Stored items from a collection:
--------------------

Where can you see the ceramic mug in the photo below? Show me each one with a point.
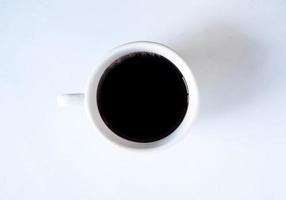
(89, 99)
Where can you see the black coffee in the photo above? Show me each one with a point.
(142, 97)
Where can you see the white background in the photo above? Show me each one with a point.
(236, 148)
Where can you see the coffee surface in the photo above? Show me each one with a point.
(142, 97)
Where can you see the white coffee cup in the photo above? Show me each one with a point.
(90, 101)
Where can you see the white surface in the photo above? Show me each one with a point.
(236, 148)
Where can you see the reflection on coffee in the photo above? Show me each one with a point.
(142, 97)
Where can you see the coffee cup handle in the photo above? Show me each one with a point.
(72, 99)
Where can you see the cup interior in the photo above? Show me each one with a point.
(131, 48)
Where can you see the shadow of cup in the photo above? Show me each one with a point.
(226, 64)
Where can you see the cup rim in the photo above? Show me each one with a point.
(133, 47)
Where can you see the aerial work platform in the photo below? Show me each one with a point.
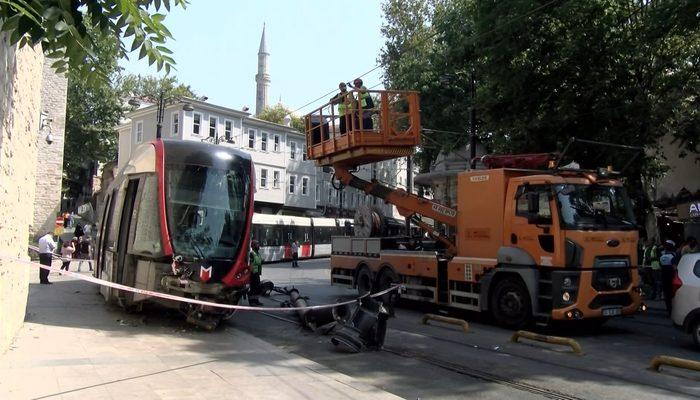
(351, 132)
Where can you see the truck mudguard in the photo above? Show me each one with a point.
(511, 260)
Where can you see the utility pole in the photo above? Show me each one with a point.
(472, 125)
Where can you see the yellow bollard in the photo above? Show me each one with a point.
(454, 321)
(548, 339)
(658, 361)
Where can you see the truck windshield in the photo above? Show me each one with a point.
(206, 210)
(594, 207)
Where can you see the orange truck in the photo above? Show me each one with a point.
(527, 245)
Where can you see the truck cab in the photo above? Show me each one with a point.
(566, 248)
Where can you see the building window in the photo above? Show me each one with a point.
(175, 123)
(263, 178)
(139, 132)
(228, 126)
(292, 184)
(212, 127)
(305, 186)
(263, 141)
(196, 123)
(251, 138)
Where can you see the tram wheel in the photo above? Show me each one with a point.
(510, 303)
(364, 281)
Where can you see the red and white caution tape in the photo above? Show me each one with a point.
(172, 297)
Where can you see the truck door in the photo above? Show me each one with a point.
(532, 226)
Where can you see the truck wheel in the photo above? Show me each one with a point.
(386, 279)
(695, 330)
(510, 303)
(364, 281)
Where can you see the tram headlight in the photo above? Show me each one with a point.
(566, 297)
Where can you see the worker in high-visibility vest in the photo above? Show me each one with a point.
(346, 105)
(364, 99)
(255, 270)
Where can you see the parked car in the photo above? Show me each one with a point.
(686, 299)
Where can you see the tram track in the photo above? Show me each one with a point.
(463, 370)
(482, 375)
(473, 346)
(490, 377)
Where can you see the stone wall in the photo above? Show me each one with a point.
(20, 104)
(50, 156)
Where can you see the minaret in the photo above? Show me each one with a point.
(262, 79)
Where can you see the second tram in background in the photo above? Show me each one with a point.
(275, 234)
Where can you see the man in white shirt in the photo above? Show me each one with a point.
(46, 248)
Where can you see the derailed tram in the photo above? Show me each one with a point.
(177, 220)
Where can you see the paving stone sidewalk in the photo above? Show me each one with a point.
(74, 346)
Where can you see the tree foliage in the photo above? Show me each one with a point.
(624, 71)
(148, 88)
(66, 30)
(277, 114)
(93, 112)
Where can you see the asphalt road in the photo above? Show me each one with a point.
(439, 361)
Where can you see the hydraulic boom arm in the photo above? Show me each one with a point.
(408, 204)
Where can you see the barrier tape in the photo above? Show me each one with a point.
(167, 296)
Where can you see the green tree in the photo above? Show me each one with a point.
(622, 71)
(149, 87)
(66, 30)
(277, 114)
(93, 112)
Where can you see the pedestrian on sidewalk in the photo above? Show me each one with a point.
(67, 251)
(46, 249)
(84, 252)
(668, 260)
(79, 232)
(295, 254)
(255, 271)
(691, 246)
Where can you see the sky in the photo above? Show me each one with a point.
(313, 46)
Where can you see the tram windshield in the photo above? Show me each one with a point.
(207, 210)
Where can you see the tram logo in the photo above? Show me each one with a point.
(205, 273)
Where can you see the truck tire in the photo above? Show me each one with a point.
(510, 303)
(387, 278)
(364, 281)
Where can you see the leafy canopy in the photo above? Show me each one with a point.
(624, 71)
(65, 29)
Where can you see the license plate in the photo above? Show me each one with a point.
(612, 311)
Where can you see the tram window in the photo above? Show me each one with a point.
(147, 238)
(269, 235)
(118, 199)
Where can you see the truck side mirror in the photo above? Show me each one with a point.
(533, 203)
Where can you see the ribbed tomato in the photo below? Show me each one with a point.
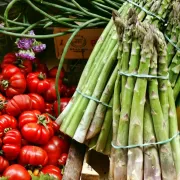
(52, 171)
(50, 94)
(36, 127)
(18, 104)
(2, 104)
(17, 172)
(33, 155)
(12, 81)
(53, 71)
(3, 164)
(49, 108)
(37, 102)
(11, 144)
(6, 123)
(64, 103)
(37, 83)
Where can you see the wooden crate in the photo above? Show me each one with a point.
(85, 165)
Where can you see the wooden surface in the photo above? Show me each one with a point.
(74, 162)
(100, 163)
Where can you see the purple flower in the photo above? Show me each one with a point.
(1, 25)
(39, 47)
(25, 54)
(25, 43)
(31, 33)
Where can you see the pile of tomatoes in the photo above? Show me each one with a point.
(31, 145)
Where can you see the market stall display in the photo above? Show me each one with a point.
(125, 106)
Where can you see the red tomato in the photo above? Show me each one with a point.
(37, 83)
(63, 90)
(37, 102)
(49, 108)
(24, 142)
(54, 148)
(33, 155)
(24, 65)
(36, 127)
(11, 144)
(13, 81)
(53, 71)
(3, 164)
(64, 103)
(50, 94)
(56, 127)
(52, 171)
(0, 142)
(17, 172)
(68, 92)
(39, 67)
(6, 123)
(18, 104)
(2, 104)
(64, 143)
(73, 89)
(62, 160)
(9, 58)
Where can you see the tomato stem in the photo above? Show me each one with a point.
(42, 120)
(41, 76)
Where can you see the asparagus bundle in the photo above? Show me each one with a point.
(134, 117)
(173, 40)
(85, 115)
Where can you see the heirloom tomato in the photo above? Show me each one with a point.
(12, 81)
(54, 148)
(17, 172)
(36, 127)
(33, 155)
(37, 82)
(52, 171)
(11, 144)
(18, 104)
(3, 164)
(6, 123)
(53, 71)
(37, 102)
(3, 103)
(50, 94)
(64, 103)
(62, 160)
(49, 108)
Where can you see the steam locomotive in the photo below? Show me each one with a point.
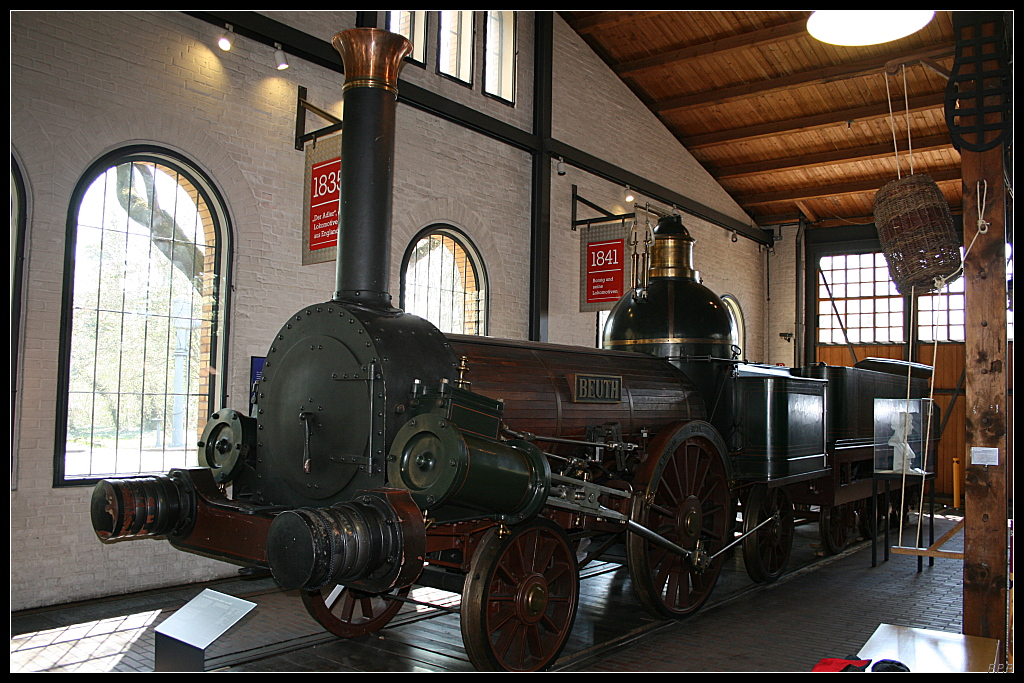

--------------------

• EXERCISE: Leave out every picture, and repeat word for word only the lines from the one holding "Where can you see the red tomato" through the end of the entries above, both ends included.

• FINISHED ANSWER:
Where can you see the red tomato in the photo above? Show me each one with a point.
(37, 83)
(63, 90)
(37, 102)
(49, 108)
(24, 142)
(54, 148)
(33, 155)
(24, 65)
(36, 127)
(11, 144)
(13, 81)
(53, 71)
(3, 164)
(64, 103)
(50, 94)
(56, 127)
(52, 171)
(0, 142)
(17, 172)
(68, 92)
(39, 67)
(6, 123)
(18, 104)
(2, 104)
(64, 143)
(73, 89)
(62, 160)
(9, 58)
Where can you see the tomato stem in the photo above? Show me each one with a point.
(42, 120)
(41, 76)
Where can you see the asparagus bundle in the photo above? Show me each one with a point.
(134, 117)
(173, 40)
(85, 115)
Where can you see the heirloom tomato in the photo above? Show me each one with a point.
(12, 81)
(54, 148)
(17, 172)
(36, 127)
(33, 155)
(37, 82)
(52, 171)
(11, 144)
(18, 104)
(3, 164)
(6, 123)
(53, 71)
(37, 102)
(3, 103)
(50, 94)
(64, 103)
(62, 160)
(49, 108)
Where can you see the steam locomotive in the photo below? Show me each one with a point.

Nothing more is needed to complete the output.